**Goal of the exercise**
From the VBench repository page below, list every author whose name carries the ∗ mark in the author line of the paper "VBench: Comprehensive Benchmark Suite for Video Generative Models."

____ Text segment

GitHub - Vchitect/VBench: [CVPR2024 Highlight] VBench

This repository contains the implementation of the following paper and its related serial works in progress. We evaluate video generative models!

VBench: Comprehensive Benchmark Suite for Video Generative Models
Ziqi Huang^∗, Yinan He^∗, Jiashuo Yu^∗, Fan Zhang^∗, Chenyang Si, Yuming Jiang, Yuanhan Zhang, Tianxing Wu, Qingyang Jin, Nattapol Chanpaisit, Yaohui Wang, Xinyuan Chen, Limin Wang, Dahua Lin⁺, Yu Qiao⁺, Ziwei Liu⁺
IEEE/CVF Conference on Computer Vision and Pattern Recognition (CVPR), 2024

VBench++: Comprehensive and Versatile Benchmark Suite for Video Generative Models
Ziqi Huang^∗, Fan Zhang^∗, Xiaojie Xu, Yinan He, Jiashuo Yu, Ziyue Dong, Qianli Ma, Nattapol Chanpaisit, Chenyang Si, Yuming Jiang, Yaohui Wang, Xinyuan Chen, Ying-Cong Chen, Limin Wang, Dahua Lin⁺, Yu Qiao⁺, Ziwei Liu⁺

🔥 Updates

[11/2024] VBench++ released:
[09/2024] VBench-Long Leaderboard available: Our VBench-Long leaderboard now has 10 long video generation models. VBench leaderboard now has 40 text-to-video (both long and short) models. All video generative models are encouraged to participate!

________
____ Entries shown

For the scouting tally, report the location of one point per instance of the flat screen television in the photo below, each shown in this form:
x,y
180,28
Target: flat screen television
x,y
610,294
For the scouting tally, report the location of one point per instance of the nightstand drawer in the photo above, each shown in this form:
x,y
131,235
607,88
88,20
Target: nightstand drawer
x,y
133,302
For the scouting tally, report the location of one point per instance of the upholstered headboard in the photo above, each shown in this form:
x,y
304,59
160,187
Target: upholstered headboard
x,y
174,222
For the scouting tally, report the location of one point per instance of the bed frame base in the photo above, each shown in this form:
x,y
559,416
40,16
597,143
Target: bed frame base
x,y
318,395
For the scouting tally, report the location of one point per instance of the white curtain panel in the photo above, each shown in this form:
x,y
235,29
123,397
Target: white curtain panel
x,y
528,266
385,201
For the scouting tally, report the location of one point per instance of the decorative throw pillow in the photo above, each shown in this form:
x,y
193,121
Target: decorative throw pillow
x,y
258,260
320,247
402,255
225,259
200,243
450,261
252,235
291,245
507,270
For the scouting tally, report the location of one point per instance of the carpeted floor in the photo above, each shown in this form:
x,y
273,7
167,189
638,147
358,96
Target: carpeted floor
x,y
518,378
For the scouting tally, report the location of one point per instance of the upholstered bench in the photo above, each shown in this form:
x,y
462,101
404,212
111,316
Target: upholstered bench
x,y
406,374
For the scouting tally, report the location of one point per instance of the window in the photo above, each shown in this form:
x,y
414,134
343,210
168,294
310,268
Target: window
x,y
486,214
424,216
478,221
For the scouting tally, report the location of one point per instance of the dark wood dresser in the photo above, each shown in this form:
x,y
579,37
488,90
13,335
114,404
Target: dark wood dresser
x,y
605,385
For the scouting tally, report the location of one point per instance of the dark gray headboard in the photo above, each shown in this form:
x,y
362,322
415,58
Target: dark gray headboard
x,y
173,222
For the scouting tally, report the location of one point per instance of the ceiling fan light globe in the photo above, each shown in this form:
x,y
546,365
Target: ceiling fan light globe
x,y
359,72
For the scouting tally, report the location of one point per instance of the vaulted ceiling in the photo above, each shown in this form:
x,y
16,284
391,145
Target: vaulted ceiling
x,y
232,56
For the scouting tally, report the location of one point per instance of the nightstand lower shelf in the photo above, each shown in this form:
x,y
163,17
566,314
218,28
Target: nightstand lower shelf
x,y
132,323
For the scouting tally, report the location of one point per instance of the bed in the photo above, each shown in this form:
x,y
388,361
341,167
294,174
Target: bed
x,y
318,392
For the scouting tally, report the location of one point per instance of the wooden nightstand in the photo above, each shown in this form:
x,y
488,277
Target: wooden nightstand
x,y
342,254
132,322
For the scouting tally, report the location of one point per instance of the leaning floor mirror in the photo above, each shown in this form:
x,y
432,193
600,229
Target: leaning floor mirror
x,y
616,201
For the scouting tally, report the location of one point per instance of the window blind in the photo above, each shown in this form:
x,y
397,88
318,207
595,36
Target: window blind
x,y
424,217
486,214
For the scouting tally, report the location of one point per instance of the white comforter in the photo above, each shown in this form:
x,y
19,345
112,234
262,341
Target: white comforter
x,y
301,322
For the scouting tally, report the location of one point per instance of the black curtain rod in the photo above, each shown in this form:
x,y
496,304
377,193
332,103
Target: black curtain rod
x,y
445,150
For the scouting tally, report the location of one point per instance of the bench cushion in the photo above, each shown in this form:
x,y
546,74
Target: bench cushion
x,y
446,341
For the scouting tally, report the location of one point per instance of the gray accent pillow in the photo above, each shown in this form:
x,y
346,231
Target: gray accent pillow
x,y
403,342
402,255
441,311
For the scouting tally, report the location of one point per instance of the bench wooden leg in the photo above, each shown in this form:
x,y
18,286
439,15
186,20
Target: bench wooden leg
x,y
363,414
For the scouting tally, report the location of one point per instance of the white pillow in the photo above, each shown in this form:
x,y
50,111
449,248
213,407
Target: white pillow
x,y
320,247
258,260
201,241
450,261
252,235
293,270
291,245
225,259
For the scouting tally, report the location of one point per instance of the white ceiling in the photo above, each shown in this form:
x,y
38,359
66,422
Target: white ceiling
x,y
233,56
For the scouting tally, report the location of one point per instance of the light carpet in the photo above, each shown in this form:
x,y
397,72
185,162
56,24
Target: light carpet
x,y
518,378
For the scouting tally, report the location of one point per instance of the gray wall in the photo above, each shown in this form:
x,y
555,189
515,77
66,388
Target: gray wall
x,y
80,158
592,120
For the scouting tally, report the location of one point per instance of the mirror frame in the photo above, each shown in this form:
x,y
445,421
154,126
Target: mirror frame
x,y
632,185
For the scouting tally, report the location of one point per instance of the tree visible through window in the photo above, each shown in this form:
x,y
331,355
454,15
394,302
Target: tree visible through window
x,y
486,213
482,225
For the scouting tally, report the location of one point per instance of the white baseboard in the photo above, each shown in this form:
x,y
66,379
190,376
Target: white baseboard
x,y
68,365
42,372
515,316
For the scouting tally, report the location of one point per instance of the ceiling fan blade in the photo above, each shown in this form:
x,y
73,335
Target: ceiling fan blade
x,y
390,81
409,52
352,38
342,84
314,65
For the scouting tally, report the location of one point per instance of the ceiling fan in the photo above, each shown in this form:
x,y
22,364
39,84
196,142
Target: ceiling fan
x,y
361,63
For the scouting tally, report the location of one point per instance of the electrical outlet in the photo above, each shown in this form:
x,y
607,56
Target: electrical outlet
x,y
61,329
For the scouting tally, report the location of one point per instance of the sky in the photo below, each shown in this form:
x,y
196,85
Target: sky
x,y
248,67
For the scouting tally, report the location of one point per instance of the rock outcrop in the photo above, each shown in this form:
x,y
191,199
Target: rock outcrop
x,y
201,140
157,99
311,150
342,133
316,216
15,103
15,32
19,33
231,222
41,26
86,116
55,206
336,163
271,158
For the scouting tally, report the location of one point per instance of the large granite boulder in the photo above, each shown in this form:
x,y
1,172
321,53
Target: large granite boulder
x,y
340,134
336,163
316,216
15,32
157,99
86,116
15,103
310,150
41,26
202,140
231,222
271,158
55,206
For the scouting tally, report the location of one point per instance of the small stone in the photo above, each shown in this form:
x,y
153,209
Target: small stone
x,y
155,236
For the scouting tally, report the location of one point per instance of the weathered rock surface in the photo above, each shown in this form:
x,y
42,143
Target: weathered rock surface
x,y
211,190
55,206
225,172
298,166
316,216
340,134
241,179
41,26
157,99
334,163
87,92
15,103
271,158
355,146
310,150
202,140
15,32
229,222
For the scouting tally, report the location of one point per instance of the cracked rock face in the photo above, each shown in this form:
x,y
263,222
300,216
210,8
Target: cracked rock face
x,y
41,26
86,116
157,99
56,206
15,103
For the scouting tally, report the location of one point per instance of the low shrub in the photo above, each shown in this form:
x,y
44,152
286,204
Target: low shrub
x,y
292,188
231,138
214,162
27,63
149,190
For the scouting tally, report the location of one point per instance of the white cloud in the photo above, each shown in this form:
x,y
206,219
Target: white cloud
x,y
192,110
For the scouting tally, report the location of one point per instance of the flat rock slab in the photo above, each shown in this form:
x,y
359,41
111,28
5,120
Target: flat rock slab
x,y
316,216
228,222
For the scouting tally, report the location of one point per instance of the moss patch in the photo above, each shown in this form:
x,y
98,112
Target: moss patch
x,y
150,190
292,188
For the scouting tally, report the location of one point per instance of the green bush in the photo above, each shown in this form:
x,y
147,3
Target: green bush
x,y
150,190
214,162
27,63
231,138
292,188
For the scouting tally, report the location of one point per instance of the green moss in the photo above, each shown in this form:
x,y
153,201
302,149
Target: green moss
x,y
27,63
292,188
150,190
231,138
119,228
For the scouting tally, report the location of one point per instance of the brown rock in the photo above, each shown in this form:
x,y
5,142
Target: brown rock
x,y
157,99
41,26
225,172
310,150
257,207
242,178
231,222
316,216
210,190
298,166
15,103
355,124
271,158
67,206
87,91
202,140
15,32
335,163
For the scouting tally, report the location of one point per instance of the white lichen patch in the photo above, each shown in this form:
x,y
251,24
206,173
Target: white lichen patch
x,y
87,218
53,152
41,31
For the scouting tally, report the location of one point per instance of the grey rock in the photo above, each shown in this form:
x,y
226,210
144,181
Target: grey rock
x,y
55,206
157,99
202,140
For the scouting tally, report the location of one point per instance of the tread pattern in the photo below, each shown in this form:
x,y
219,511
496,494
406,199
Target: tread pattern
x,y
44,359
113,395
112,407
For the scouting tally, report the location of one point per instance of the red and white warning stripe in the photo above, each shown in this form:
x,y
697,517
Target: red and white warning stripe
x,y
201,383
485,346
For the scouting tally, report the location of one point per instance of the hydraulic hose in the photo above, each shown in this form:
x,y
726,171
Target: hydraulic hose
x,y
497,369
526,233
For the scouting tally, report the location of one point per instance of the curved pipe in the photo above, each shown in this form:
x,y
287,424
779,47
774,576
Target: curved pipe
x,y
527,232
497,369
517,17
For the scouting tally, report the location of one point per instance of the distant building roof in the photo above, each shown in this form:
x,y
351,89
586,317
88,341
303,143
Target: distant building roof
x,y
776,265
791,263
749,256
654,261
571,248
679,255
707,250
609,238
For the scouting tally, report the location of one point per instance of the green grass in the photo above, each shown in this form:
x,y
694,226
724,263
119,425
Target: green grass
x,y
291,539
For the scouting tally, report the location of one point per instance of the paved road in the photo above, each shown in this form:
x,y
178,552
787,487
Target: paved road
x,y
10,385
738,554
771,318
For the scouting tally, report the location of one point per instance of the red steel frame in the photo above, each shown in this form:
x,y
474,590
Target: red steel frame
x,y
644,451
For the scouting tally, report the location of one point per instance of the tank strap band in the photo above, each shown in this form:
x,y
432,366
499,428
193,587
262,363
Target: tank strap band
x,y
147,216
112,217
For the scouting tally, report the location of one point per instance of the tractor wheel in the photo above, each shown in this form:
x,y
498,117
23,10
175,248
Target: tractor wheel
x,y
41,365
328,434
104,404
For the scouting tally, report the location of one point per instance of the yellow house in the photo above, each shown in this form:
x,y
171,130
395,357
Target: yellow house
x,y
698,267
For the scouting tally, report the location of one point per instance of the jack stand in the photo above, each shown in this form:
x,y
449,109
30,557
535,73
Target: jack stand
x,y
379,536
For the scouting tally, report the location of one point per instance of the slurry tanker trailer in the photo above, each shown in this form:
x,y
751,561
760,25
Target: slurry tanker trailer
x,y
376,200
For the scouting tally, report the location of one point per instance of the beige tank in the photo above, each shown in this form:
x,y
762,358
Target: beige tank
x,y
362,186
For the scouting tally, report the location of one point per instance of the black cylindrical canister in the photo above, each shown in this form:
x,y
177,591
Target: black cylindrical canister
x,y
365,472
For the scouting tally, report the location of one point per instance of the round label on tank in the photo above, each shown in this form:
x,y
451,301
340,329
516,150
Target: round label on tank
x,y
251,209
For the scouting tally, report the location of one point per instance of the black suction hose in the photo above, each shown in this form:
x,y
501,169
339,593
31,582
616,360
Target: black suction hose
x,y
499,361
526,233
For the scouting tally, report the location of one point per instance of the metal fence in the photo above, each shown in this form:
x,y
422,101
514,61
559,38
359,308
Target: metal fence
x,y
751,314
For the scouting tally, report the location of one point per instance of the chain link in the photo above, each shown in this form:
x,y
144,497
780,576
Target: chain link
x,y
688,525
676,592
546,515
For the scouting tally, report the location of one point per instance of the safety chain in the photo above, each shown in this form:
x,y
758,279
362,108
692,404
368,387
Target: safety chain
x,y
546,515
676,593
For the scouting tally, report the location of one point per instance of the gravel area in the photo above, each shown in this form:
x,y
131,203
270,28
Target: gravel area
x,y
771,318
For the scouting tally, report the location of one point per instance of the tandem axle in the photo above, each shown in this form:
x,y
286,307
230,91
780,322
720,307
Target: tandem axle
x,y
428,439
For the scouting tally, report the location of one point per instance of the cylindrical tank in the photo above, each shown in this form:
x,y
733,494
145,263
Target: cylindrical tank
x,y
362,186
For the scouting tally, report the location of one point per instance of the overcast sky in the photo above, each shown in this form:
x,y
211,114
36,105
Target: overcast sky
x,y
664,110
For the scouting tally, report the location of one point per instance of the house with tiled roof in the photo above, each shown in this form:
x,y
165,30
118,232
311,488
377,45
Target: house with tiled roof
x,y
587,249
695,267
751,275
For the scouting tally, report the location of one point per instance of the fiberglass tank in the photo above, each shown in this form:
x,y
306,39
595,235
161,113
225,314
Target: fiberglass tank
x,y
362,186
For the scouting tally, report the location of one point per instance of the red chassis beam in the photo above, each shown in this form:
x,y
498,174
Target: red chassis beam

________

**Result of this task**
Ziqi Huang, Yinan He, Jiashuo Yu, Fan Zhang